WHAT YOU HAVE TO DO -
Which lines in the records below contain the word "Target"? List every one of them in full.

INFORMATION GIVEN -
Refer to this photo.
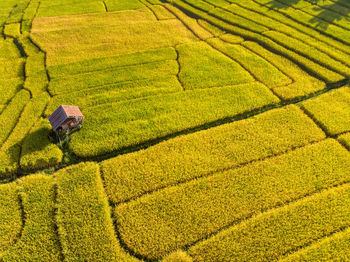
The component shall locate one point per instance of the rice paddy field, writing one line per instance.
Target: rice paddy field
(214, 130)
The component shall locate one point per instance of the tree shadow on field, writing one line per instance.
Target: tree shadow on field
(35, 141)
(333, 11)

==

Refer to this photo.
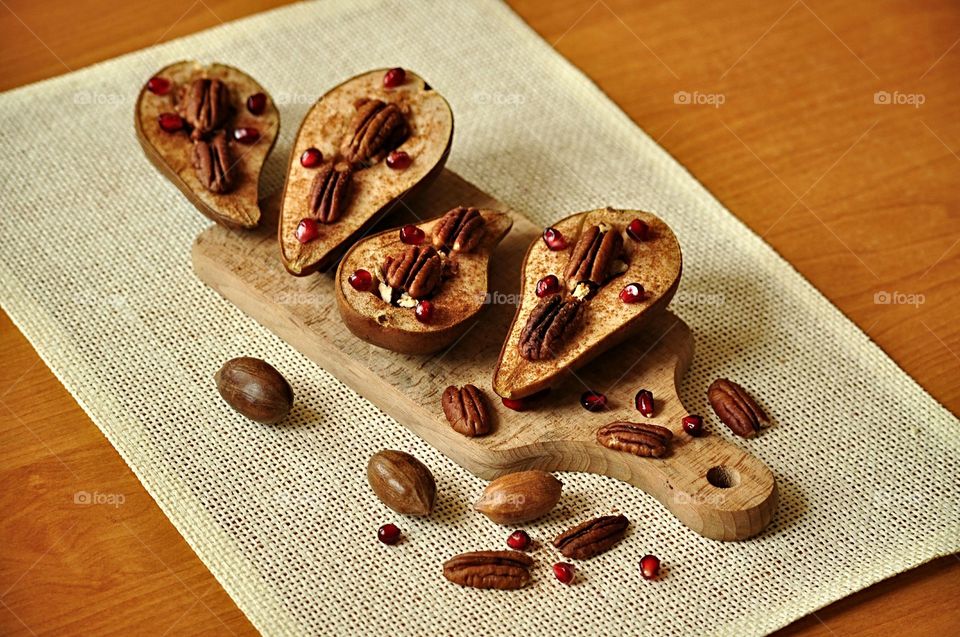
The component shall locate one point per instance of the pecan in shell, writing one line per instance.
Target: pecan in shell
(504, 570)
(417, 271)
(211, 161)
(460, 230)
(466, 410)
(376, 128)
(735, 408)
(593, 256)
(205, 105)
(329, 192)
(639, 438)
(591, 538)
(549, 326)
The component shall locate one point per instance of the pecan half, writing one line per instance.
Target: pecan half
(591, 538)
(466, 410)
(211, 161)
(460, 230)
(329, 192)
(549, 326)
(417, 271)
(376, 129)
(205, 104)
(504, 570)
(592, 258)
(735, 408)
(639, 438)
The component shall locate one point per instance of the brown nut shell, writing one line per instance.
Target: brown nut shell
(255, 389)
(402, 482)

SOLUTION FOR THIS TASK -
Target: rice paddy field
Target: tree shadow on field
Target: pecan in shell
Target: pecan half
Target: brown nut shell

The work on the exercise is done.